## Actions to take
1. Can you print the part of the fillPeaks thread starting at "xsg <- group(xs, minfrac=1)" and ending at "(any(meds == groupidx(xsg)[[a]][b]))"?
2. Which file names ending in .png are attached in the fillPeaks thread?

Skip to main content
Topic: How good is fillPeaks ? (Read 6705 times) previous topic - next topic

How good is fillPeaks ?

fillPeaks() will add intensities for peaks not observed in a certain sample, but in some/most of the other samples of a smple class. The question is:
How good does fillPeaks() estimate the intenisty for my data ?
One way to estimate the quality is to take an xcmsSet grouped without NA values (i.e. one class and minfrac=1), remove the peaks of one sample, and fill them back in.
This way you can create a scatterplot of found peaks vs. filled peaks, and also check for which intensities they occur:

[attachment=1:mvim2ak9]FaahKOscatterFilledFound.png[/attachment:mvim2ak9]
Original vs. filled-in intensities

[attachment=0:mvim2ak9]FaahKOintensityFilledFoundRatio.png[/attachment:mvim2ak9]
Intensity ratios vs. intensity

For our evaluation of Bruker microTOFq data, we found that 94% of the restored intensities are correct, 1% had a deviation of factor 1.1 or more, and 5% had a ratio of less than 0.9 compared to the original peaks.
[attachment=3:mvim2ak9]ScatterFilledFound.png[/attachment:mvim2ak9]Original vs. filled-in intensities
[attachment=2:mvim2ak9]IntensityFilledFoundRatio.png[/attachment:mvim2ak9]


This is the code used:
Code: [Select]
library(faahKO)
 
 ## Extract xcmsSet with KO only
 xss <- split(faahko, f=sampclass(faahko))
 xs <- xss[[2]]
 
 xsg <- group(xs, minfrac=1)
 
 ## remove extra peaks within groups
 peaks <- cbind(peaks(xsg),(1:nrow(peaks(xsg))))
 meds <- as.vector(groupval(xsg,"medret"))
 meds <- meds[which(!is.na(meds))]
 peaks <-peaks[meds,]
 colnames(peaks) <- c(colnames(peaks(xsg)),"index")
 
 ## cleanup groupidx list
 for (a in 1: length(groupidx(xsg))) {
    gxs=NULL
    for (b in 1:length(groupidx(xsg)[[a]])){
        if (any(meds == groupidx(xsg)[[a]][b]))
            gxs<-c(gxs,groupidx(xsg)[[a]][b])

## Information supplied
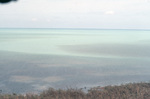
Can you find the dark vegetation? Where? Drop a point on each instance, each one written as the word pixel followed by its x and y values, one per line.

## Outputs in order
1.
xsg <- group(xs, minfrac=1)
 
 ## remove extra peaks within groups
 peaks <- cbind(peaks(xsg),(1:nrow(peaks(xsg))))
 meds <- as.vector(groupval(xsg,"medret"))
 meds <- meds[which(!is.na(meds))]
 peaks <-peaks[meds,]
 colnames(peaks) <- c(colnames(peaks(xsg)),"index")
 
 ## cleanup groupidx list
 for (a in 1: length(groupidx(xsg))) {
    gxs=NULL
    for (b in 1:length(groupidx(xsg)[[a]])){
        if (any(meds == groupidx(xsg)[[a]][b]))

2.
FaahKOscatterFilledFound.png
FaahKOintensityFilledFoundRatio.png
ScatterFilledFound.png
IntensityFilledFoundRatio.png